[SUPPLIED INFORMATION]

· · ·

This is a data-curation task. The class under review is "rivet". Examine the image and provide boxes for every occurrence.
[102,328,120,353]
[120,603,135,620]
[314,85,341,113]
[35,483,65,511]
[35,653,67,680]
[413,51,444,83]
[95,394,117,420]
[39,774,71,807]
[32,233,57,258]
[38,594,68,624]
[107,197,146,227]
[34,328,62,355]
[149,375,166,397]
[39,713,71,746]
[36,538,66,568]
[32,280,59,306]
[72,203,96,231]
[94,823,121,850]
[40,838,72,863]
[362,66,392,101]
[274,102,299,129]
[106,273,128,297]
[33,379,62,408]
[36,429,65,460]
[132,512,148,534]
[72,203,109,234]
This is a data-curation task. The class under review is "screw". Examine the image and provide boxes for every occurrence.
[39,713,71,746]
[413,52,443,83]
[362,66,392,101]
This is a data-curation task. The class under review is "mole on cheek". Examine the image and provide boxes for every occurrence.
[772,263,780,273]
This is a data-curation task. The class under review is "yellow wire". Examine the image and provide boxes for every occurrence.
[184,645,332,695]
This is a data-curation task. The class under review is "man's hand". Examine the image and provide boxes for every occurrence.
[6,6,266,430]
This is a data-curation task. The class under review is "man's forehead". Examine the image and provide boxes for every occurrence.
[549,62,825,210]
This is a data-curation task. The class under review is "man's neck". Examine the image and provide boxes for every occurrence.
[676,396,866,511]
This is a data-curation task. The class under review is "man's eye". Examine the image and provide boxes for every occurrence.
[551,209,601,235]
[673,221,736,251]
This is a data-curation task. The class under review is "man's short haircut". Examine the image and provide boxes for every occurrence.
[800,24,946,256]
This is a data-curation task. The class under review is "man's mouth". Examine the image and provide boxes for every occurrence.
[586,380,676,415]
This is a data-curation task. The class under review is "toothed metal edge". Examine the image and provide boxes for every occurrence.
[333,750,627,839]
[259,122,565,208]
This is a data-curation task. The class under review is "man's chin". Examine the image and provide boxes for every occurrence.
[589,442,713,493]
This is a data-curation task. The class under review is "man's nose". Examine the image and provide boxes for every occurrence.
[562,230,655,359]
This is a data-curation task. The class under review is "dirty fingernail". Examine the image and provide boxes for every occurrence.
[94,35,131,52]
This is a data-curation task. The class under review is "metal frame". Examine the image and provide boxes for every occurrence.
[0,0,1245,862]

· · ·

[TASK PROMPT]
Copy each entry exactly. Omit none.

[TASK RESULT]
This is a data-curation task. The class under review is "rivet". Examine the image and provide boxes for every occurrence.
[102,328,120,353]
[120,603,135,620]
[314,85,341,113]
[35,483,65,511]
[35,653,67,680]
[413,51,444,83]
[95,394,117,420]
[39,774,71,807]
[32,233,57,258]
[38,594,68,624]
[107,197,146,227]
[34,328,62,355]
[149,375,166,397]
[39,713,71,746]
[36,538,66,568]
[32,280,59,306]
[72,203,96,231]
[94,823,121,850]
[40,838,72,863]
[362,66,392,101]
[274,102,299,129]
[106,273,128,297]
[33,379,62,408]
[36,429,65,460]
[132,512,148,534]
[72,203,109,234]
This is a data-curation task. The class under review is "screw". Examine the image and provide boxes for every occurrence.
[39,713,71,746]
[413,52,443,83]
[362,66,392,101]
This is a data-curation task. The class under review is "mole on cheek". Examine the image and provide boxes for every occurrence.
[772,263,780,273]
This is a data-curation task. The class under review is "yellow wire". Examine the image and provide boxes for every occurrence.
[184,645,332,695]
This is a data-curation task. The class under review is "man's hand". Examine the image and provide boxes for every occurrence.
[6,6,266,430]
This is a data-curation task. The class under review is "man's forehead". Examine the image and provide boxes for every occurrence.
[549,62,825,210]
This is a data-curation task. The class under review is "man's neck". Examine the image and provide boxes for every occurrence.
[676,396,866,511]
This is a data-curation task. The class under review is "man's eye". Examine the image and provide boxes for every occurrence.
[551,209,601,235]
[673,221,736,251]
This is a data-curation task. The class under review is "man's short haircut". Examine the image and provide boxes for every occurrence.
[800,24,946,256]
This is a data-curation task. The class under review is "man's mouth". Examine the image and provide boxes for every occurrence.
[586,380,676,415]
This is a data-curation task. The class under review is "toothed metal edge". Examine the image and provide boxes for every occurrence.
[333,750,627,839]
[259,122,565,208]
This is a data-curation task. The class under review is "man's chin". Examine the image and provide boxes for every occurrence.
[589,442,713,493]
This is a data-curation task. The class under review is "man's nose". Examine the image and provide boxes for every occurrence.
[562,230,655,359]
This is a data-curation task. The class under review is "dirty fingernail". Examine the image and provide boxes for every occurrence.
[94,35,131,52]
This is a data-curation task. The class under review is "metal frame". Examine the image and provide boxes for every occurrence.
[0,0,1245,862]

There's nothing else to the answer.